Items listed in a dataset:
Content starts
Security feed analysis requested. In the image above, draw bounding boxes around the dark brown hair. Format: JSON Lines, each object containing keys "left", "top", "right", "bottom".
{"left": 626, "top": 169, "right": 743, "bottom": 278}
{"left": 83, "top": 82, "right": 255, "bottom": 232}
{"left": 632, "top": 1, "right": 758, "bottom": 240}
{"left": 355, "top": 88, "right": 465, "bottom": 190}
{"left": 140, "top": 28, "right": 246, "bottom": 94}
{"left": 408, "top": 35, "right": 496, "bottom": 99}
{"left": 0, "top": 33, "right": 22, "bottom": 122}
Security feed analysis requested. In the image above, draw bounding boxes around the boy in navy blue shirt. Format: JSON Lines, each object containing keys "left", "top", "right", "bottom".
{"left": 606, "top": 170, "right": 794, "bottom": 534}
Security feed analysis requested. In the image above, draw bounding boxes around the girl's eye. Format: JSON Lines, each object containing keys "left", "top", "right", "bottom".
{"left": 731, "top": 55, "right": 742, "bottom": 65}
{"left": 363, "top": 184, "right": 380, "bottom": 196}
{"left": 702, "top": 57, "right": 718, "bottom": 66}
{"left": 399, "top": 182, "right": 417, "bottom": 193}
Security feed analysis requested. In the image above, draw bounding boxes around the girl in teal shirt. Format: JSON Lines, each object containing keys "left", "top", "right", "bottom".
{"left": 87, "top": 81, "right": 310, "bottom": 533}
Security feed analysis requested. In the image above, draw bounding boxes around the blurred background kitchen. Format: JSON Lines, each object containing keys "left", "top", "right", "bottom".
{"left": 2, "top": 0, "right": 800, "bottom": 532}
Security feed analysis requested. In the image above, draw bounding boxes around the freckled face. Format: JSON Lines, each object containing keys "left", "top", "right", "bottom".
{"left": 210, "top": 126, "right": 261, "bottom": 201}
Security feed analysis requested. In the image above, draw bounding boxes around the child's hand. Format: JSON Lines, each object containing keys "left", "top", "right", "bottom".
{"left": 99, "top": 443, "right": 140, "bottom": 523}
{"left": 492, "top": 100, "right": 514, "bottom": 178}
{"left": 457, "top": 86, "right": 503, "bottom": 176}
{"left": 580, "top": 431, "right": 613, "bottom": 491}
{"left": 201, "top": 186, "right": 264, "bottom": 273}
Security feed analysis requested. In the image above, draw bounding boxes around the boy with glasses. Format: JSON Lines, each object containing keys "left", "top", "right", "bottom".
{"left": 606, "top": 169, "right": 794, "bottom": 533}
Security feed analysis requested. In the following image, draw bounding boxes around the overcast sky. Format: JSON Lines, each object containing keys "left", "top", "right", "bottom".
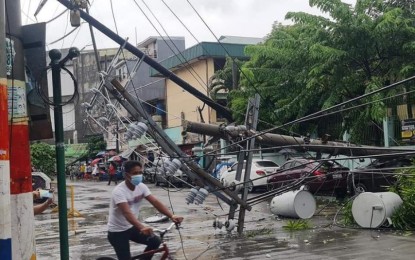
{"left": 20, "top": 0, "right": 356, "bottom": 51}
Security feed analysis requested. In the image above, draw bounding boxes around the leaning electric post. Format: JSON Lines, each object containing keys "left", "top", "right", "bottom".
{"left": 237, "top": 94, "right": 260, "bottom": 234}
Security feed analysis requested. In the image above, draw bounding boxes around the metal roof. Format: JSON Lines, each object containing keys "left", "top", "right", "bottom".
{"left": 218, "top": 35, "right": 263, "bottom": 45}
{"left": 150, "top": 41, "right": 251, "bottom": 76}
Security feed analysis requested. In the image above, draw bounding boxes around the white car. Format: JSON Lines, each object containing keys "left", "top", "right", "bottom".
{"left": 32, "top": 172, "right": 51, "bottom": 191}
{"left": 220, "top": 159, "right": 280, "bottom": 192}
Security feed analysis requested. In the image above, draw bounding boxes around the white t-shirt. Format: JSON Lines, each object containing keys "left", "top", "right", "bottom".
{"left": 107, "top": 181, "right": 151, "bottom": 232}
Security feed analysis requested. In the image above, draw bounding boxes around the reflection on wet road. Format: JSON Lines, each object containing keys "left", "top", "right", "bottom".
{"left": 35, "top": 180, "right": 415, "bottom": 259}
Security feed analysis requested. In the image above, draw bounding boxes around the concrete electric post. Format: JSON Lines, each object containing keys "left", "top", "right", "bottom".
{"left": 4, "top": 0, "right": 37, "bottom": 258}
{"left": 0, "top": 0, "right": 12, "bottom": 259}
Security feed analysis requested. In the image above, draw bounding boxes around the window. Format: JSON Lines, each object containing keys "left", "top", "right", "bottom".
{"left": 255, "top": 161, "right": 279, "bottom": 167}
{"left": 230, "top": 163, "right": 245, "bottom": 171}
{"left": 281, "top": 161, "right": 293, "bottom": 170}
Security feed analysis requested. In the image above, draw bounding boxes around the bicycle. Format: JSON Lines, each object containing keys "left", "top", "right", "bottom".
{"left": 97, "top": 222, "right": 179, "bottom": 260}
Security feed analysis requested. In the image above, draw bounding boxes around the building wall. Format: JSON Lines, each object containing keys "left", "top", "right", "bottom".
{"left": 52, "top": 49, "right": 130, "bottom": 143}
{"left": 46, "top": 53, "right": 78, "bottom": 143}
{"left": 166, "top": 58, "right": 215, "bottom": 128}
{"left": 49, "top": 103, "right": 76, "bottom": 131}
{"left": 128, "top": 38, "right": 185, "bottom": 108}
{"left": 157, "top": 39, "right": 185, "bottom": 61}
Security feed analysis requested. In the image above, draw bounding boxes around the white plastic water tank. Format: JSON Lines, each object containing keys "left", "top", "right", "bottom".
{"left": 352, "top": 192, "right": 403, "bottom": 228}
{"left": 270, "top": 190, "right": 316, "bottom": 219}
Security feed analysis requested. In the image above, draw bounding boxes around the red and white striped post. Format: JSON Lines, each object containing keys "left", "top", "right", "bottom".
{"left": 5, "top": 0, "right": 36, "bottom": 259}
{"left": 0, "top": 1, "right": 12, "bottom": 259}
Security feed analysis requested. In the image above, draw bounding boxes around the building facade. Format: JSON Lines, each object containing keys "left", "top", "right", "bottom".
{"left": 44, "top": 37, "right": 185, "bottom": 151}
{"left": 153, "top": 37, "right": 262, "bottom": 148}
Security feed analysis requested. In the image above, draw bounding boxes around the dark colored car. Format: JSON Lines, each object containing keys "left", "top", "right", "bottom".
{"left": 267, "top": 158, "right": 349, "bottom": 196}
{"left": 348, "top": 157, "right": 413, "bottom": 194}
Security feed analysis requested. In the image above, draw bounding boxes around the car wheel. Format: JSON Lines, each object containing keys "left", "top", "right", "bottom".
{"left": 354, "top": 182, "right": 367, "bottom": 194}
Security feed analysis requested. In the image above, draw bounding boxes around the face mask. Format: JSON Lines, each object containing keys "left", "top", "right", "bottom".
{"left": 130, "top": 175, "right": 143, "bottom": 186}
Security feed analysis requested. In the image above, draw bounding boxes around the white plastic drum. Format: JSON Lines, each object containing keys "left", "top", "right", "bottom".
{"left": 270, "top": 190, "right": 316, "bottom": 219}
{"left": 352, "top": 192, "right": 403, "bottom": 228}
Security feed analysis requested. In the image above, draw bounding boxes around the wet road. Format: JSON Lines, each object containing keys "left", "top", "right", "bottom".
{"left": 34, "top": 180, "right": 415, "bottom": 259}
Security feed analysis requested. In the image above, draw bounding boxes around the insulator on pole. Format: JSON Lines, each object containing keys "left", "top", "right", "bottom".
{"left": 70, "top": 9, "right": 81, "bottom": 27}
{"left": 213, "top": 218, "right": 224, "bottom": 230}
{"left": 125, "top": 122, "right": 148, "bottom": 141}
{"left": 185, "top": 187, "right": 200, "bottom": 204}
{"left": 81, "top": 102, "right": 92, "bottom": 109}
{"left": 165, "top": 159, "right": 181, "bottom": 175}
{"left": 225, "top": 219, "right": 236, "bottom": 232}
{"left": 194, "top": 187, "right": 209, "bottom": 205}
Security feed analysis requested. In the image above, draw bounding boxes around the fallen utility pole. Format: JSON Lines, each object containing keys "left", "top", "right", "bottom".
{"left": 110, "top": 79, "right": 251, "bottom": 210}
{"left": 183, "top": 121, "right": 415, "bottom": 156}
{"left": 56, "top": 0, "right": 233, "bottom": 121}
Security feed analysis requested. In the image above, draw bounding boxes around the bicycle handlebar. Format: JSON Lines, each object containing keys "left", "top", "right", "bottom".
{"left": 153, "top": 222, "right": 180, "bottom": 238}
{"left": 153, "top": 222, "right": 176, "bottom": 233}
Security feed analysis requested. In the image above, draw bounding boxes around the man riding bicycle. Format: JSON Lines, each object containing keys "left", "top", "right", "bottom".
{"left": 107, "top": 160, "right": 183, "bottom": 260}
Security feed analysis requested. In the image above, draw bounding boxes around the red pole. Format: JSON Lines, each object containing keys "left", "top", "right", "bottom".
{"left": 5, "top": 0, "right": 36, "bottom": 258}
{"left": 0, "top": 1, "right": 12, "bottom": 258}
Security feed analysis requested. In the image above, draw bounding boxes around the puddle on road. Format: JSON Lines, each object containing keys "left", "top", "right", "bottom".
{"left": 34, "top": 184, "right": 415, "bottom": 259}
{"left": 168, "top": 211, "right": 365, "bottom": 260}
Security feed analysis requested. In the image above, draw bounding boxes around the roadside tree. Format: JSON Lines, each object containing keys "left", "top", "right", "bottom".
{"left": 230, "top": 0, "right": 415, "bottom": 144}
{"left": 30, "top": 142, "right": 56, "bottom": 177}
{"left": 84, "top": 135, "right": 107, "bottom": 160}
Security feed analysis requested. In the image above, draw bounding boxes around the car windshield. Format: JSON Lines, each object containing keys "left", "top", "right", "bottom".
{"left": 255, "top": 161, "right": 279, "bottom": 167}
{"left": 230, "top": 163, "right": 244, "bottom": 171}
{"left": 229, "top": 160, "right": 278, "bottom": 171}
{"left": 367, "top": 158, "right": 412, "bottom": 168}
{"left": 309, "top": 160, "right": 344, "bottom": 169}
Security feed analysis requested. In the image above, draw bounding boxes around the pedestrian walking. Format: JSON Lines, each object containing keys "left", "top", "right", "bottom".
{"left": 108, "top": 162, "right": 118, "bottom": 185}
{"left": 86, "top": 164, "right": 93, "bottom": 180}
{"left": 79, "top": 163, "right": 86, "bottom": 179}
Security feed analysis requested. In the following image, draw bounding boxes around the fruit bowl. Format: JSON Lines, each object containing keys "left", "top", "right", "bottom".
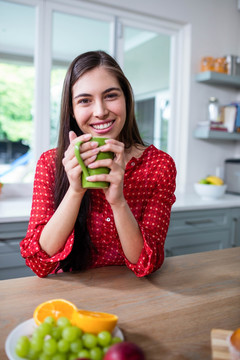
Content ends
*Exercise description*: Each line from the one containing "around the roadside" through the last line of the data should be written out exactly. Skip the pictures, and add no other lines.

*Response area*:
Security feed analysis requested. In the image above, draw bounding boxes around the roadside tree. Format: JSON Lines, each object containing keys "left", "top", "right", "bottom".
{"left": 230, "top": 0, "right": 415, "bottom": 144}
{"left": 30, "top": 142, "right": 56, "bottom": 177}
{"left": 84, "top": 135, "right": 107, "bottom": 160}
Security feed analysis requested. In the image above, draw bounding boxes around the car windshield. Format: JSON Lines, each object containing keys "left", "top", "right", "bottom".
{"left": 255, "top": 161, "right": 279, "bottom": 167}
{"left": 230, "top": 163, "right": 244, "bottom": 171}
{"left": 229, "top": 160, "right": 278, "bottom": 171}
{"left": 367, "top": 158, "right": 412, "bottom": 168}
{"left": 309, "top": 160, "right": 344, "bottom": 169}
Security feed analysis requested. In the image above, draw bounding boxes around the pedestrian walking. Format: JSON Lines, each object containing keys "left", "top", "right", "bottom".
{"left": 108, "top": 162, "right": 118, "bottom": 185}
{"left": 86, "top": 164, "right": 93, "bottom": 180}
{"left": 79, "top": 163, "right": 86, "bottom": 179}
Security feed analysis requested. In the following image, draw bounding boxes around the fruit bowl. Format: JSON Lines, each object containing keys "left", "top", "right", "bottom".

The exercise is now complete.